GIVEN INFORMATION
• • • • •
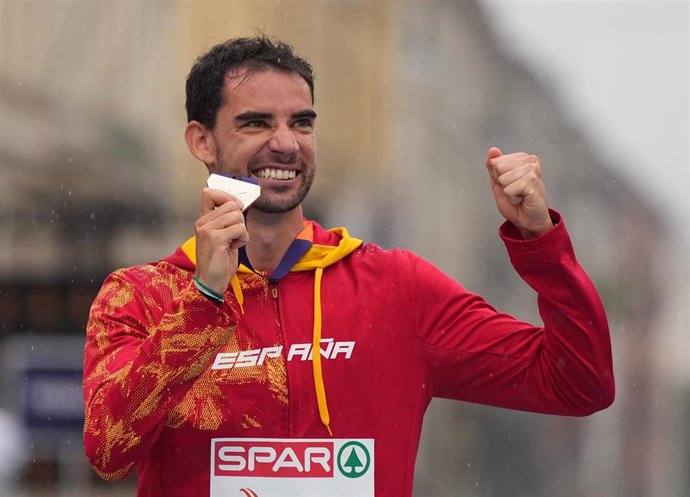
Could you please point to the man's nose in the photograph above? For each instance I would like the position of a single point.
(283, 141)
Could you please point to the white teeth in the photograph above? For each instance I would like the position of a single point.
(269, 173)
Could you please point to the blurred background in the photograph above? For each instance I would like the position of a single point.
(94, 175)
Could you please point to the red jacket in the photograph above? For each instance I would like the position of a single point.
(167, 370)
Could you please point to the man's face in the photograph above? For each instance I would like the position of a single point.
(265, 130)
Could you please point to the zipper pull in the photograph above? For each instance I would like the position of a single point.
(274, 288)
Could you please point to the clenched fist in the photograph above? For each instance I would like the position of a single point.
(519, 191)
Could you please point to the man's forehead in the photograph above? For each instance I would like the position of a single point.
(267, 77)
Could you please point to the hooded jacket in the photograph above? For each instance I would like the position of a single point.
(167, 370)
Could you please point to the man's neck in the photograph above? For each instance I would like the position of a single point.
(270, 235)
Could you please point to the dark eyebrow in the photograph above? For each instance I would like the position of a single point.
(251, 115)
(310, 114)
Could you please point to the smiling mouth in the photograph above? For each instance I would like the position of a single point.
(275, 174)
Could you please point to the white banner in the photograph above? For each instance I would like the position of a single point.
(288, 467)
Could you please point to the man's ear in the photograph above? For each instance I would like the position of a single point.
(200, 142)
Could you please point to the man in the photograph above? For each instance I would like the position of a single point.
(270, 357)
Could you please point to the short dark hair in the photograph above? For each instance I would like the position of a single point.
(206, 79)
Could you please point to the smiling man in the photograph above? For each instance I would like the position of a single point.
(270, 357)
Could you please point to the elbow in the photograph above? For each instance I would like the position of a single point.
(107, 472)
(602, 397)
(103, 464)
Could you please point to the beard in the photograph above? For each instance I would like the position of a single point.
(277, 199)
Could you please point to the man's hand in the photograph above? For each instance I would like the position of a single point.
(220, 231)
(519, 191)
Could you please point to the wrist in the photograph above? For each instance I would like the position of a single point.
(208, 292)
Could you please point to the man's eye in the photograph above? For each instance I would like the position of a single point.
(255, 124)
(304, 123)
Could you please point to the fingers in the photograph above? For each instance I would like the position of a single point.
(513, 172)
(220, 231)
(211, 199)
(517, 185)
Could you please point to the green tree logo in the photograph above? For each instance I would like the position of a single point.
(353, 459)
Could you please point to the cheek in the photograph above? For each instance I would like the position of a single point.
(308, 148)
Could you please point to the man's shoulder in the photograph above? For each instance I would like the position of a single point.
(149, 274)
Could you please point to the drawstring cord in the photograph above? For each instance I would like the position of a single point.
(316, 354)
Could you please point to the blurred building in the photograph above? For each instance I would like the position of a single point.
(94, 174)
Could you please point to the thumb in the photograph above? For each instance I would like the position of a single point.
(493, 153)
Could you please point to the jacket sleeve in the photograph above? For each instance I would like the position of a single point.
(480, 355)
(147, 339)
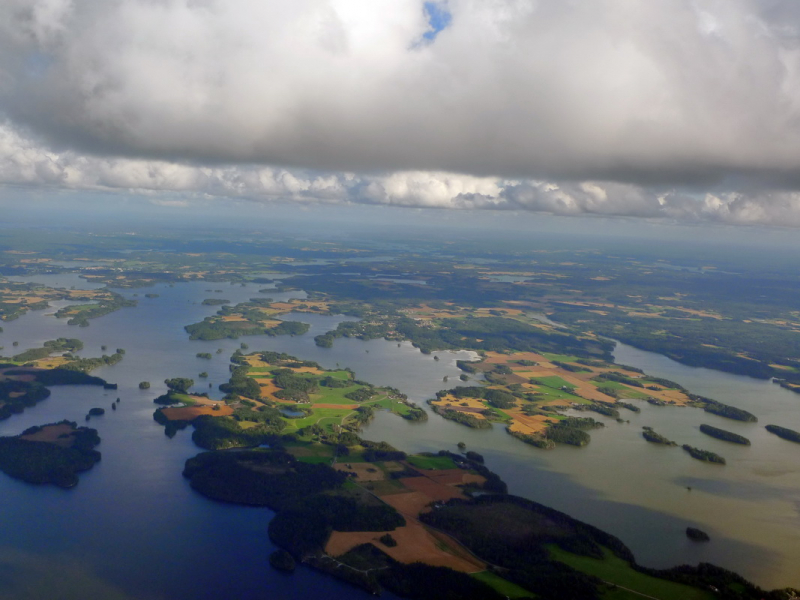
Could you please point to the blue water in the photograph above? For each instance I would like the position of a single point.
(133, 528)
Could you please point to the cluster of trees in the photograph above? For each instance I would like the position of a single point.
(214, 328)
(698, 342)
(462, 417)
(240, 384)
(16, 396)
(651, 436)
(484, 525)
(43, 462)
(573, 368)
(722, 434)
(218, 433)
(362, 394)
(704, 455)
(93, 311)
(294, 386)
(50, 347)
(785, 433)
(729, 412)
(497, 398)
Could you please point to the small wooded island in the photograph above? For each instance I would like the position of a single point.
(53, 453)
(785, 433)
(726, 436)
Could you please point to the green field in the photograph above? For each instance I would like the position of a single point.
(431, 462)
(500, 585)
(560, 357)
(615, 570)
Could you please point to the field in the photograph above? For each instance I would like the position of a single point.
(617, 571)
(415, 543)
(330, 407)
(411, 496)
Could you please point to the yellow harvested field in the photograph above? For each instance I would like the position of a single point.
(50, 363)
(508, 311)
(415, 543)
(203, 401)
(456, 403)
(363, 471)
(529, 424)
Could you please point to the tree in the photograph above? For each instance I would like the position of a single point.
(179, 384)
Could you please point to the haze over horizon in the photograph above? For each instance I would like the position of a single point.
(676, 110)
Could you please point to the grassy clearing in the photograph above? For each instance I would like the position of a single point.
(559, 357)
(340, 375)
(553, 381)
(500, 585)
(628, 391)
(617, 571)
(314, 460)
(333, 395)
(432, 462)
(393, 405)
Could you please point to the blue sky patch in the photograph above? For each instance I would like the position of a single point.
(439, 18)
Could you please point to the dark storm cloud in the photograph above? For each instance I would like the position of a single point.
(617, 107)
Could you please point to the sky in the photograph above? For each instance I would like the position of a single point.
(676, 110)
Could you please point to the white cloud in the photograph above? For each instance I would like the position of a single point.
(612, 107)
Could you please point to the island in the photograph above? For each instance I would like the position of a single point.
(50, 454)
(727, 436)
(785, 433)
(704, 455)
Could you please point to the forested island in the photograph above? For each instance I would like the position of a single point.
(785, 433)
(724, 435)
(656, 438)
(21, 387)
(50, 454)
(329, 517)
(704, 455)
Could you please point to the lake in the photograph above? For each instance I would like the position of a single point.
(134, 529)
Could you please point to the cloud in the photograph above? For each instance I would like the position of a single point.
(24, 163)
(682, 109)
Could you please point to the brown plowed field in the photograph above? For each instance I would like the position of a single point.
(432, 489)
(408, 503)
(188, 413)
(51, 433)
(360, 469)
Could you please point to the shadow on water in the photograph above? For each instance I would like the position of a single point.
(136, 524)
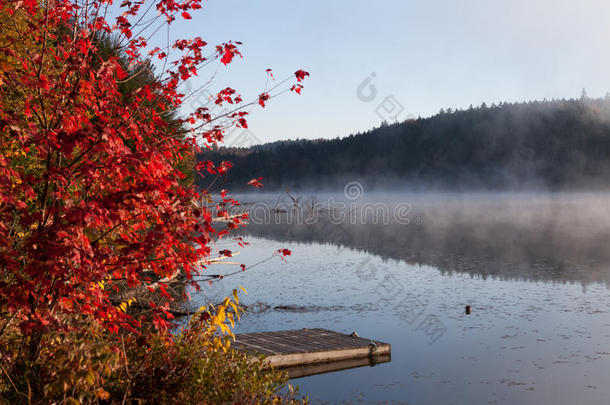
• • • • •
YOUR GOAL
Copy all the items above word for word, but leave out the pictures.

TASK OUTPUT
Could you please point to the man's nose in the photograph above? For each instance I would like the position of a single point.
(283, 141)
Could you please point to the white teeth in the photograph above? For each instance I would like the position of a single point.
(269, 173)
Could you please point to the blurred background in the photograph above? For each instance I would like the position of a single point.
(94, 175)
Could you please point to the red jacket in the photograph above? For each instance I would like the position of a single point.
(167, 370)
Could you please point to the man's face in the photograph above? For each instance I would like the position of a single point.
(265, 130)
Could you please point to the zipper pull in the photograph above? For each instance I would like the position of a single point.
(274, 288)
Could you please point to the clenched fist in the photograph above? For each instance I would like the position of a single point.
(519, 191)
Could you please point to the man's forehead in the photograph above? For each instance I would like the position of a single point.
(267, 77)
Could you please point to the hooded jacket in the photograph above? For each instance I would like the position of a single point.
(167, 370)
Could you please point to the man's neck in the photograph above? For each instance I would like the position of a single point.
(270, 235)
Could you please point to the dark eyebrow in the photograph above? For each instance I would like the position of a single point.
(251, 115)
(310, 114)
Could you please point to the smiling mouth in the photograph above? For each instance I would like the position of a single point.
(275, 174)
Could you please point to the white banner in the photograph above? For each instance I would like the position of a single point.
(288, 467)
Could you please point to the man's ear in the photograph above? For each instance I would like the position of a single point.
(200, 142)
Could you please point to the man in the photograph above? For each instance I would like the position of a single point.
(270, 357)
Could you please point to the short dark hair in the photograph above? For each instance I would like the position of a single point.
(206, 79)
Could you please point to the smiling man in the photograph above? For each instance I would like the position of a single point.
(270, 357)
Could you please point to the elbow in the photograph above? For each instance I would like the position of a single point.
(107, 472)
(602, 397)
(103, 464)
Could you please point to the beard in the photograph above? For each instance I would like the position of a single point.
(277, 199)
Could you please point to the man's hand in the photograph above? For each instance I would like the position of a single point.
(220, 231)
(519, 191)
Could you please point to the wrist in the photograph above? For each instance I would like the position of a single point.
(208, 292)
Could you please point to the man's eye in the photograph above? For each instance I would like the position of a single point.
(255, 124)
(304, 123)
Could you please point to the fingers in the photograph above? For each instance I would like the position of a single point.
(513, 172)
(220, 231)
(211, 199)
(517, 185)
Could you please point to the green tree logo in the photograph above? For each instance I would like the position of a single point.
(353, 459)
Could you please point to the cheek in the photograph above? For each instance I would like the position of a single point.
(308, 148)
Could you please point to the man's shoulder in the photograph above? For each instance I would like the position of a single point.
(149, 274)
Could you please point to the drawstring cord in the photograph above? For each instance I would like the position of a single point.
(316, 354)
Could you please point to the blurred building in the photograph above? For each instance I would like the position of a single point.
(94, 174)
Could you please point to the thumb in the photograph above? For each instance I would like the position of a single point.
(493, 153)
Could you please point to the jacket sleeve in the photograph above? For each instance I would like the position of a single point.
(480, 355)
(147, 339)
Could you please point to the blue water in the photograph above? For each instance I would like the position of a single point.
(133, 528)
Could you please point to the cluster of trees in the photograph above? For each instance I would like the position of a single point.
(214, 328)
(698, 342)
(462, 417)
(240, 384)
(16, 396)
(651, 436)
(484, 525)
(43, 462)
(573, 368)
(722, 434)
(218, 433)
(362, 394)
(704, 455)
(93, 311)
(294, 386)
(50, 347)
(785, 433)
(729, 412)
(497, 398)
Could you please point to the small wooded island in the photograph above? For each instance I would like the position of a single point.
(53, 453)
(785, 433)
(726, 436)
Could you please point to the green field in the photograph above? For each instance I would like the position of a single point.
(431, 462)
(500, 585)
(560, 357)
(615, 570)
Could you please point to the field in the photograph above? For each instance I would like the position of a single point.
(617, 571)
(415, 543)
(330, 407)
(411, 496)
Could you please point to the yellow harvested field in the photograph above? For each instance I would like the position of a single point.
(50, 363)
(508, 311)
(415, 543)
(203, 401)
(456, 403)
(363, 471)
(529, 424)
Could you please point to the tree in the photograph above? For each instance I would like the position of a single point.
(179, 384)
Could you please point to the haze over horizon in the photograph above? For each instance I would like the position of a single point.
(676, 110)
Could you please point to the grassy clearing in the photograph above? For each instance I would like the position of a single point.
(559, 357)
(340, 375)
(553, 381)
(500, 585)
(628, 391)
(617, 571)
(314, 460)
(333, 395)
(432, 462)
(393, 405)
Could you please point to the blue sky patch in the photograph above? For each instance I would like the position of a single point.
(439, 18)
Could you please point to the dark storm cloud in the photograph above? For each instance I would like the position of a single point.
(617, 107)
Could you please point to the sky in the photograph above? For each instance I would like the position of a single point.
(676, 110)
Could you please point to the white cloud in the photograph above? For each instance I would like the position of a single point.
(612, 107)
Could you please point to the island in the photograph above? For each instance I would like the position of a single point.
(50, 454)
(727, 436)
(785, 433)
(704, 455)
Could you please point to the forested island in the photograph above? For each instance I would like the position of a single point.
(785, 433)
(724, 435)
(656, 438)
(21, 387)
(50, 454)
(329, 517)
(704, 455)
Could you please point to the lake in the photograph above? For each instance I would like the position of a single point.
(134, 529)
Could you please point to the cloud in the photograph above? For each instance I would like the position of a single point.
(24, 163)
(682, 109)
Could you please point to the brown plowed field in the photograph above? For each instance I would like the position of a single point.
(432, 489)
(408, 503)
(188, 413)
(51, 433)
(360, 469)
Could you please point to the shadow on water in the photograph above? For each instance I would like the position of a single point.
(136, 524)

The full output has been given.